◆ WHAT THE TASK REQUIRES
Within the data below, copy each line where the string "wall" is found.
• • • • • • •
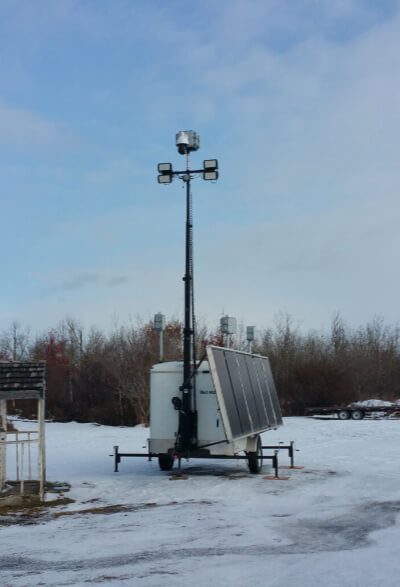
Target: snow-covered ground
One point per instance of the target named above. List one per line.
(335, 522)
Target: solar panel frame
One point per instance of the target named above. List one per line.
(245, 390)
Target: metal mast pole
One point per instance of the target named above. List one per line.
(186, 438)
(186, 419)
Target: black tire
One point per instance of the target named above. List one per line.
(255, 459)
(165, 461)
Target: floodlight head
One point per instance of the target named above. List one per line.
(164, 168)
(228, 325)
(210, 175)
(159, 322)
(187, 141)
(250, 333)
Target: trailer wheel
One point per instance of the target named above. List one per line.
(165, 461)
(255, 459)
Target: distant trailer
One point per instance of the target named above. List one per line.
(353, 411)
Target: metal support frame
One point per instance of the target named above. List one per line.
(274, 458)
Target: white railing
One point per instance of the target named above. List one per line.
(24, 439)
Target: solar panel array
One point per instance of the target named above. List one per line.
(246, 391)
(22, 379)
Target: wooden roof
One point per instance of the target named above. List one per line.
(22, 379)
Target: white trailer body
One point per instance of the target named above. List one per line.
(235, 401)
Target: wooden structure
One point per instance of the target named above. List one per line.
(21, 380)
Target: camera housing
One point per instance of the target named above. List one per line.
(187, 141)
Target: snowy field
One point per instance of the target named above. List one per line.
(333, 523)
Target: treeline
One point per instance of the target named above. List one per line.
(104, 377)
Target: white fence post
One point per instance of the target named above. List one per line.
(3, 446)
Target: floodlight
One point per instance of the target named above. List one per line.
(187, 141)
(159, 322)
(250, 333)
(210, 175)
(210, 164)
(228, 325)
(164, 167)
(164, 178)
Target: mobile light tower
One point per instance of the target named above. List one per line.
(188, 141)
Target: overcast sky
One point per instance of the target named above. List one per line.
(298, 99)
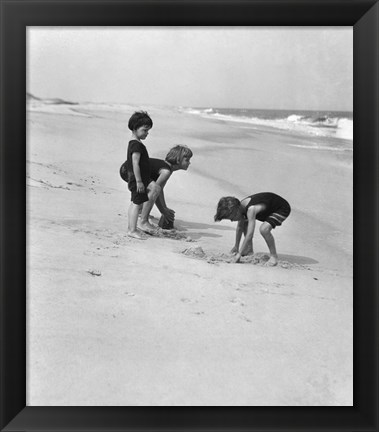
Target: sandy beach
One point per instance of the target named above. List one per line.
(169, 321)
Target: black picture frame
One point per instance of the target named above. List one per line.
(16, 15)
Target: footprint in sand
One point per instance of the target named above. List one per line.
(94, 272)
(259, 259)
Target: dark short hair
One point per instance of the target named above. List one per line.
(227, 207)
(177, 153)
(139, 119)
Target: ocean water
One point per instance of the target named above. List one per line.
(335, 126)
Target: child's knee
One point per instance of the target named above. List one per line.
(265, 229)
(156, 190)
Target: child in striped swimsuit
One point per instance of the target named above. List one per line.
(267, 207)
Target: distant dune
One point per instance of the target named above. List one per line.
(52, 101)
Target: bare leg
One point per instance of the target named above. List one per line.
(265, 230)
(153, 194)
(132, 221)
(249, 250)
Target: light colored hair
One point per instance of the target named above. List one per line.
(178, 153)
(227, 207)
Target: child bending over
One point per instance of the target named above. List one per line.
(267, 207)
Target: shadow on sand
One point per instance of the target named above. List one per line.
(185, 226)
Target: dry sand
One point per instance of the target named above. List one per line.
(169, 321)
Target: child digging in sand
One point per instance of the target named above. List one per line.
(178, 158)
(138, 168)
(267, 207)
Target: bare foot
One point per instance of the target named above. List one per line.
(135, 234)
(273, 261)
(248, 252)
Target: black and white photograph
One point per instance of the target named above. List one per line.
(189, 216)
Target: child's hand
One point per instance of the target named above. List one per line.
(234, 250)
(236, 258)
(169, 215)
(140, 187)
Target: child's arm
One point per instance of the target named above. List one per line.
(137, 172)
(251, 217)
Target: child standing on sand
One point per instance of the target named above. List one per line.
(138, 168)
(178, 158)
(267, 207)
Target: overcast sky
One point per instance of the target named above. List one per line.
(231, 67)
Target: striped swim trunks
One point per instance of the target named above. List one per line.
(279, 216)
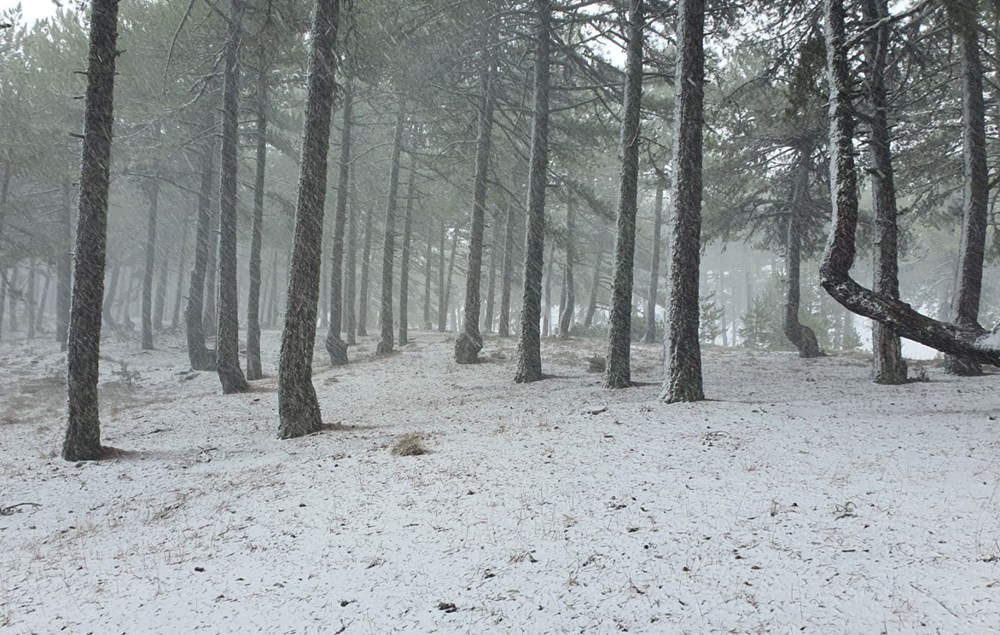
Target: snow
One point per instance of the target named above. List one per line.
(802, 498)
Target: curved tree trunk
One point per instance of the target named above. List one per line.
(888, 365)
(147, 273)
(618, 372)
(335, 346)
(64, 283)
(228, 336)
(298, 408)
(199, 355)
(797, 333)
(254, 369)
(956, 339)
(568, 307)
(404, 259)
(682, 377)
(649, 333)
(385, 342)
(975, 207)
(469, 342)
(83, 432)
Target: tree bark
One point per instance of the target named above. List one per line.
(149, 270)
(956, 339)
(298, 408)
(199, 355)
(975, 206)
(83, 432)
(569, 292)
(385, 342)
(618, 372)
(254, 368)
(888, 365)
(64, 283)
(801, 336)
(649, 333)
(469, 342)
(404, 260)
(227, 340)
(682, 377)
(335, 346)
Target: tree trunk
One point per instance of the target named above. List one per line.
(335, 346)
(404, 261)
(507, 270)
(350, 301)
(442, 292)
(619, 374)
(199, 355)
(227, 344)
(469, 342)
(649, 334)
(298, 408)
(975, 206)
(64, 284)
(385, 342)
(683, 380)
(798, 334)
(148, 271)
(179, 293)
(568, 307)
(365, 268)
(529, 354)
(83, 432)
(254, 368)
(956, 339)
(888, 365)
(428, 259)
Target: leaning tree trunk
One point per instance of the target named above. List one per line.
(569, 292)
(835, 277)
(888, 365)
(298, 408)
(529, 353)
(649, 334)
(385, 343)
(797, 333)
(682, 377)
(64, 282)
(352, 263)
(83, 432)
(618, 372)
(469, 342)
(506, 271)
(335, 346)
(228, 333)
(147, 273)
(404, 258)
(254, 368)
(975, 207)
(199, 355)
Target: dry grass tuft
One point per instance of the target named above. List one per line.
(411, 444)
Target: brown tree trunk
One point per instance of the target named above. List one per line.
(298, 408)
(682, 377)
(227, 356)
(469, 342)
(335, 346)
(385, 342)
(83, 432)
(618, 373)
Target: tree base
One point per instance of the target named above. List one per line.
(467, 347)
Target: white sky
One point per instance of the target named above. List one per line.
(34, 9)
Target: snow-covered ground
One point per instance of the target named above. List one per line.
(802, 498)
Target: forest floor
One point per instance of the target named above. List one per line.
(801, 498)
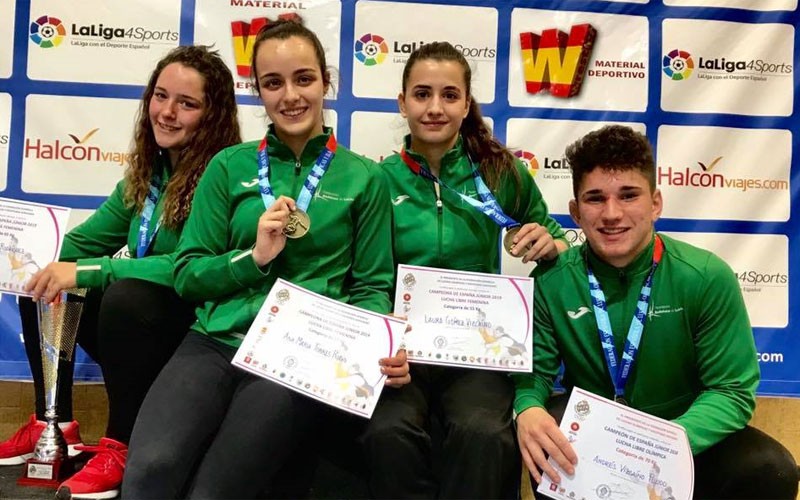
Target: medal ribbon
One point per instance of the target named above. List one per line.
(620, 373)
(150, 201)
(309, 185)
(488, 204)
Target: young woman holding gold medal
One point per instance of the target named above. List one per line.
(461, 188)
(208, 429)
(132, 319)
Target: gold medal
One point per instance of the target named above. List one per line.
(298, 224)
(508, 241)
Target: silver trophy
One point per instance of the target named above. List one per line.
(58, 329)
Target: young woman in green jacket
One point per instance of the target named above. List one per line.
(434, 227)
(132, 319)
(208, 429)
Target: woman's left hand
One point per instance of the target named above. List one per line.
(50, 281)
(396, 369)
(538, 242)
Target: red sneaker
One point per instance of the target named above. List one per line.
(101, 477)
(19, 447)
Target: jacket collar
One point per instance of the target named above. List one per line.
(279, 150)
(641, 264)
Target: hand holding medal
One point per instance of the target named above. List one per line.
(270, 234)
(531, 242)
(298, 224)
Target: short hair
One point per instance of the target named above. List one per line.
(613, 147)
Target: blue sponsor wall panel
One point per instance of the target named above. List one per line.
(771, 108)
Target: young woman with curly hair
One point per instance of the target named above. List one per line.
(132, 319)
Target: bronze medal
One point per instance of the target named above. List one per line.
(298, 225)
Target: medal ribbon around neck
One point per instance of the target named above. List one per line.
(488, 204)
(309, 185)
(620, 373)
(145, 240)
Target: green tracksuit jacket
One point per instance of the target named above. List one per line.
(346, 255)
(455, 235)
(107, 230)
(697, 360)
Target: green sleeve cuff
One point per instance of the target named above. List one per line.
(90, 272)
(245, 270)
(527, 393)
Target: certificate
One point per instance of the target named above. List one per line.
(320, 347)
(461, 318)
(622, 454)
(30, 238)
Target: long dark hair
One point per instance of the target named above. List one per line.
(285, 27)
(218, 129)
(495, 160)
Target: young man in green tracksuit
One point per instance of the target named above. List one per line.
(696, 362)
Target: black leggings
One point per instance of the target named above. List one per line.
(131, 331)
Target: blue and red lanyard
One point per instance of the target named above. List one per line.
(309, 185)
(620, 372)
(488, 204)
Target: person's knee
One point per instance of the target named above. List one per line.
(392, 433)
(774, 466)
(486, 430)
(126, 296)
(149, 462)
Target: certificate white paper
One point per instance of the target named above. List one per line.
(622, 454)
(461, 318)
(320, 347)
(30, 238)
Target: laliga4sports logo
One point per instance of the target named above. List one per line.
(679, 65)
(371, 50)
(529, 160)
(47, 32)
(547, 167)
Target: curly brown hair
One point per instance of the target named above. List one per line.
(218, 129)
(613, 147)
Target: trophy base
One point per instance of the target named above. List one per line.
(45, 474)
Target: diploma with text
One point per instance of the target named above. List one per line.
(622, 454)
(468, 319)
(31, 235)
(320, 347)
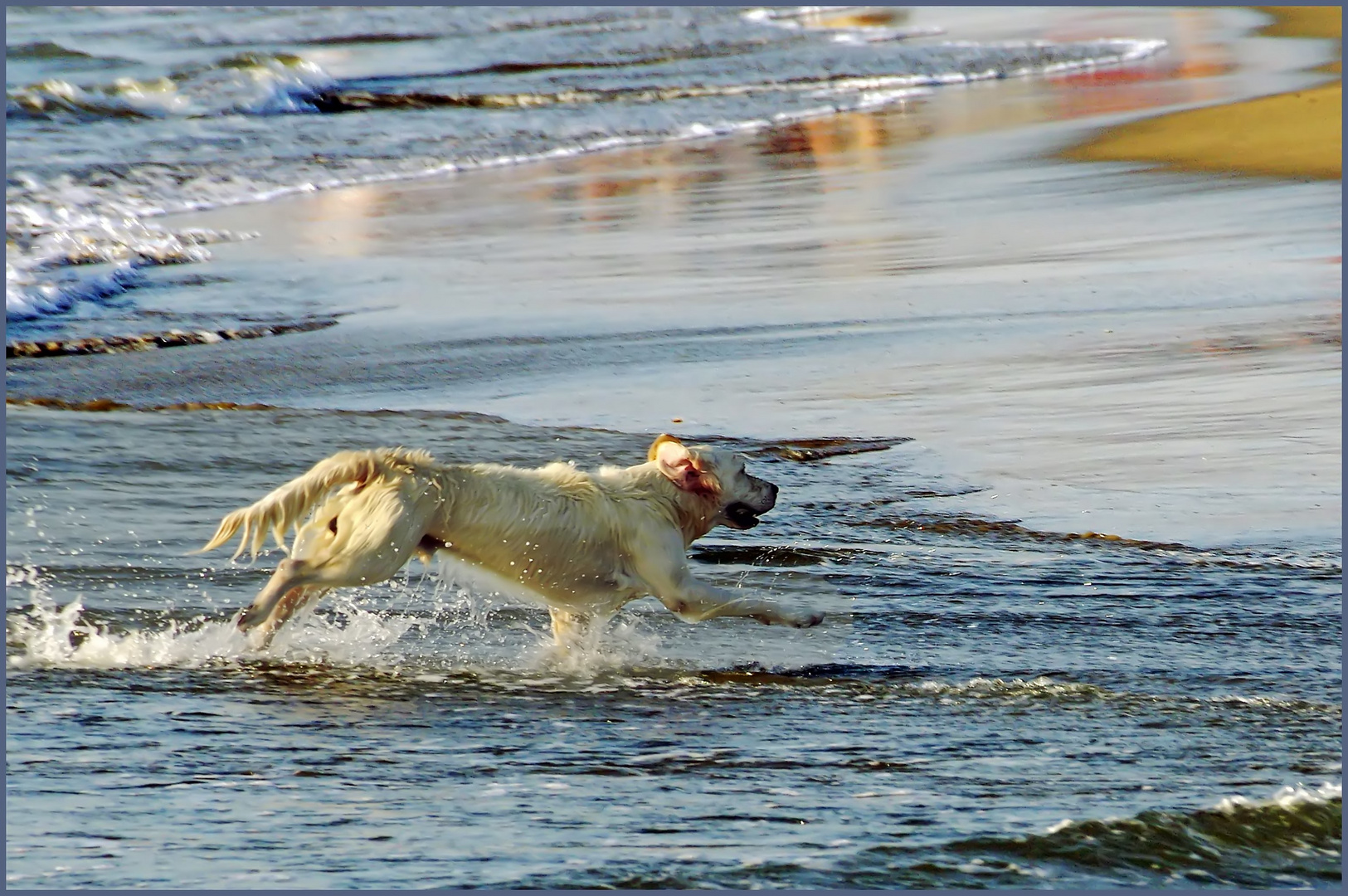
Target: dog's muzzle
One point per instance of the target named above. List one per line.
(744, 516)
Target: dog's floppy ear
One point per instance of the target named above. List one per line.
(681, 468)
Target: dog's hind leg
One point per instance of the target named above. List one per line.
(567, 628)
(291, 602)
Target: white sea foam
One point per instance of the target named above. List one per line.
(62, 222)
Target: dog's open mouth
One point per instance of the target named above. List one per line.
(740, 515)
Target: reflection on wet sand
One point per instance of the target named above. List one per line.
(1297, 135)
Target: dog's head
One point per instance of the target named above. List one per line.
(716, 476)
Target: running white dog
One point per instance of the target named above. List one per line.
(586, 543)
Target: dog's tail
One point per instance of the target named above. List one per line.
(293, 501)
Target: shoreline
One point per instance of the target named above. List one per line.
(1287, 135)
(933, 274)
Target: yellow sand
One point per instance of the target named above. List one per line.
(1297, 135)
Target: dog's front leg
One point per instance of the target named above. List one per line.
(692, 600)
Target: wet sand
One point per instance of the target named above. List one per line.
(1293, 135)
(1096, 347)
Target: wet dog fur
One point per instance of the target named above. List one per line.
(586, 543)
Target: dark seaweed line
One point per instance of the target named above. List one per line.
(146, 341)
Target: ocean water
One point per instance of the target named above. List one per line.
(1057, 449)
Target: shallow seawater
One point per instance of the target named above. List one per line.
(1058, 449)
(985, 704)
(116, 116)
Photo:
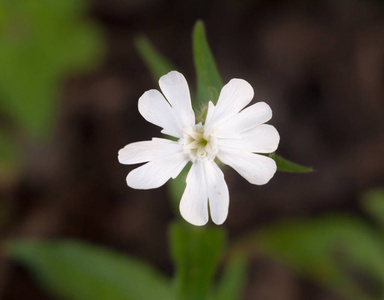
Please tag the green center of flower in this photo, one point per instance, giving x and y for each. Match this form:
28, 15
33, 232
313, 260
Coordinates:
198, 143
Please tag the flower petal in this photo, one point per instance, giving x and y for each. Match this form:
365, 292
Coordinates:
140, 152
234, 96
157, 172
261, 139
218, 193
194, 202
257, 169
248, 118
175, 89
156, 110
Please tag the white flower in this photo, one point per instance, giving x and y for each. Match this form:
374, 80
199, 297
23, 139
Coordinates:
231, 134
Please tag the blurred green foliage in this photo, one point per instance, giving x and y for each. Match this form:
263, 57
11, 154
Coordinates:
196, 252
209, 85
157, 64
231, 284
77, 271
42, 42
209, 82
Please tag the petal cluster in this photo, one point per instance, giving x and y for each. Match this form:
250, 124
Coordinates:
232, 134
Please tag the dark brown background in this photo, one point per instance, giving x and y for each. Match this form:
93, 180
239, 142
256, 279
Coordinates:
319, 64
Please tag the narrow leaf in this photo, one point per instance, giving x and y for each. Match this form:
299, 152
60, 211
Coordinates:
77, 271
196, 252
41, 43
288, 166
209, 82
156, 63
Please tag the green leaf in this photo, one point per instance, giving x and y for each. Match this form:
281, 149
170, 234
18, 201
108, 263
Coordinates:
196, 252
232, 282
209, 82
288, 166
342, 253
157, 64
77, 271
373, 202
42, 43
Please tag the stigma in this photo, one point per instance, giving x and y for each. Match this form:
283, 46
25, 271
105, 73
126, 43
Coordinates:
199, 143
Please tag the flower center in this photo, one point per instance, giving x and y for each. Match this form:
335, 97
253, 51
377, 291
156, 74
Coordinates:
199, 143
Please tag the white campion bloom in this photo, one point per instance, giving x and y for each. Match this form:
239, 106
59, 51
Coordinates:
230, 134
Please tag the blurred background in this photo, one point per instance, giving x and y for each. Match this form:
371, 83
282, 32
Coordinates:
70, 78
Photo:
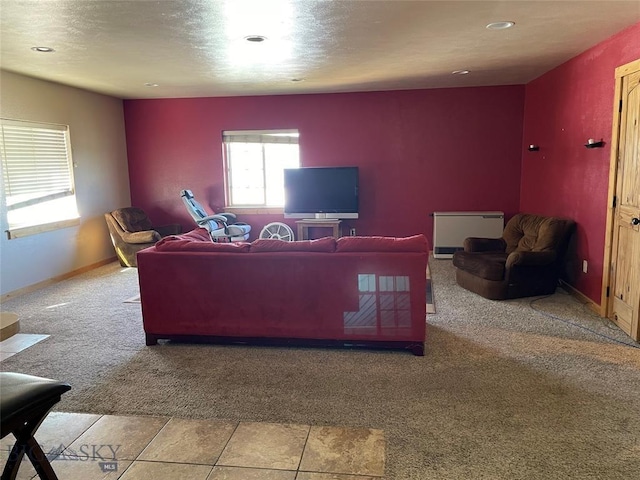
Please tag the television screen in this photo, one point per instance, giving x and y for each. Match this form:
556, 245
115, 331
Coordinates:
321, 192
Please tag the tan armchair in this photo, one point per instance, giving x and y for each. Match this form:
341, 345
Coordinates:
131, 231
526, 261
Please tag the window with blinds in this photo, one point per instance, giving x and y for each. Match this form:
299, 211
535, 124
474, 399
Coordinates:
37, 173
254, 164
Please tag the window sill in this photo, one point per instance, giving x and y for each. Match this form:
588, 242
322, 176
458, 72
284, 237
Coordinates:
255, 210
20, 232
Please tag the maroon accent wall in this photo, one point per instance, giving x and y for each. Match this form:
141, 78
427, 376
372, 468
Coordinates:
563, 109
419, 151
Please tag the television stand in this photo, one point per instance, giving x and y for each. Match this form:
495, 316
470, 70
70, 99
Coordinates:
304, 225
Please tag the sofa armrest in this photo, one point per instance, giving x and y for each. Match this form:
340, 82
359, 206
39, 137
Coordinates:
530, 258
147, 236
476, 244
172, 229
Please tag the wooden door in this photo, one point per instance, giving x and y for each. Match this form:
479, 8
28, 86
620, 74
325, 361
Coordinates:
623, 306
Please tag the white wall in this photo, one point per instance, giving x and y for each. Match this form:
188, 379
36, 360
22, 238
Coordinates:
96, 127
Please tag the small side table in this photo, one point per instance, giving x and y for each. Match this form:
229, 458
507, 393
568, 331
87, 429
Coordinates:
304, 225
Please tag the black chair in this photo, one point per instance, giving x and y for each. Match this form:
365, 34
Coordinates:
25, 401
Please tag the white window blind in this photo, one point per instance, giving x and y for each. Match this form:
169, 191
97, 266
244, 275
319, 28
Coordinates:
36, 163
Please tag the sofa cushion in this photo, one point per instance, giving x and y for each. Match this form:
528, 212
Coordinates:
415, 243
326, 244
533, 233
198, 240
490, 266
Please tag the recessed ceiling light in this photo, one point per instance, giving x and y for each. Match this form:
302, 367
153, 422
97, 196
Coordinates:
255, 38
500, 25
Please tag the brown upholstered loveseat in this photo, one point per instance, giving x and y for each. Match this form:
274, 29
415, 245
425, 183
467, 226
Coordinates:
526, 261
131, 231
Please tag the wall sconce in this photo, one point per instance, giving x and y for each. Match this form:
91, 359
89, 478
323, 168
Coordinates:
591, 143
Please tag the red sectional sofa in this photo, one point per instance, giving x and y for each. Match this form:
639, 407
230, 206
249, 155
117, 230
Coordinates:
358, 291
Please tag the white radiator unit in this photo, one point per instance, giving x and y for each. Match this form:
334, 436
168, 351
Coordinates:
451, 228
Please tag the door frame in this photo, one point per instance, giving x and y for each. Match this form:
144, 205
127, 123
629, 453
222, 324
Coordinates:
620, 72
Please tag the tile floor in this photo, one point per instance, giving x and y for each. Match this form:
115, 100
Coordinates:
109, 447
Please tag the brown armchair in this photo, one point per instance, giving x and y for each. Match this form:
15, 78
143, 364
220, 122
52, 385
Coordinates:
131, 231
526, 261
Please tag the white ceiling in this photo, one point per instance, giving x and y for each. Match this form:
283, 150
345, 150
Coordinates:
194, 48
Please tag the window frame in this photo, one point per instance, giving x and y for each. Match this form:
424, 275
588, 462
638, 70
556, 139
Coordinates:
275, 136
40, 225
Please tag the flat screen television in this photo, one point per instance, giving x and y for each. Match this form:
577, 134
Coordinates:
321, 192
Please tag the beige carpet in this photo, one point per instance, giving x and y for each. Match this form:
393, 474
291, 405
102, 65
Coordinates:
503, 392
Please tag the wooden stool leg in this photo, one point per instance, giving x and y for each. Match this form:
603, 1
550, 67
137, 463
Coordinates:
10, 471
40, 461
26, 443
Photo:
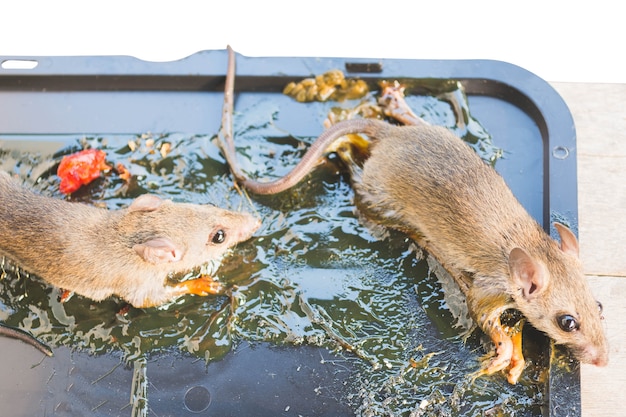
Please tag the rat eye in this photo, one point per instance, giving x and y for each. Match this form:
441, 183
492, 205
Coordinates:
218, 237
567, 323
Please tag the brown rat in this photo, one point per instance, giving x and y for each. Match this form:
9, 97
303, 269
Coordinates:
426, 182
129, 252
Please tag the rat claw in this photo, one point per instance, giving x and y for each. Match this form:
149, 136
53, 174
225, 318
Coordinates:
65, 296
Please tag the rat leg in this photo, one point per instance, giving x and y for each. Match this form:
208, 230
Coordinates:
202, 286
395, 106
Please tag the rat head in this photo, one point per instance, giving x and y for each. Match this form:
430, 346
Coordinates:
182, 236
556, 299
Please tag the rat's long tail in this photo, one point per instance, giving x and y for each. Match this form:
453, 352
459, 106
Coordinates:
309, 161
25, 337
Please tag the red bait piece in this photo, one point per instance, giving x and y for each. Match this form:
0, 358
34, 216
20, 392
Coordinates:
80, 168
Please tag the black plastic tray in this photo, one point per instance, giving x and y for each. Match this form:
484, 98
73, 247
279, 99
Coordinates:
117, 94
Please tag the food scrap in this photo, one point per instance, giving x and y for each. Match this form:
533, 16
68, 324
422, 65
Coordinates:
123, 172
80, 168
331, 85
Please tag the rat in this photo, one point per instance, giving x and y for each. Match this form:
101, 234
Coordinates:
132, 253
426, 182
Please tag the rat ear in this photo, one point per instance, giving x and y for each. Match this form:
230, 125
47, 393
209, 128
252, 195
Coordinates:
569, 244
145, 202
526, 273
159, 250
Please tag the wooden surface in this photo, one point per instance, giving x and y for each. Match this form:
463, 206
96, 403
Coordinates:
599, 112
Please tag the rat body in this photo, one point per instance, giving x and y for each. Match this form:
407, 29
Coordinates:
426, 182
129, 252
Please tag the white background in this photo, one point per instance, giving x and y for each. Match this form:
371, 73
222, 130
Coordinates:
557, 40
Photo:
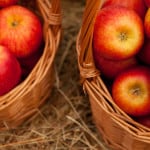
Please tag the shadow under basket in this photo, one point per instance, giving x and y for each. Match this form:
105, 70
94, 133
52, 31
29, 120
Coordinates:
25, 99
119, 130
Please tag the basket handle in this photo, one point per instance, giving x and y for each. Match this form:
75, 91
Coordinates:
84, 41
52, 15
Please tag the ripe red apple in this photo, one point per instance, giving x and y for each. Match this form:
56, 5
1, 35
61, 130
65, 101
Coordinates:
20, 30
131, 91
10, 70
118, 33
6, 3
147, 2
147, 23
110, 68
137, 5
144, 53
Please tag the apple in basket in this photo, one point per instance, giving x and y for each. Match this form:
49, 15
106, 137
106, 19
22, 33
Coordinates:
• • • • • • •
◆ TASK OUTPUT
Target: blue sponsor wall panel
Please tag the maroon accent wall in this photo, one point per instance, giving x and y for each. Match this form:
Please tag the white wall in this photo, one point per instance, giving x and y for each. Match this form:
Please tag the wall sconce in this photo, one point per instance, giving x and y for each. Match this form:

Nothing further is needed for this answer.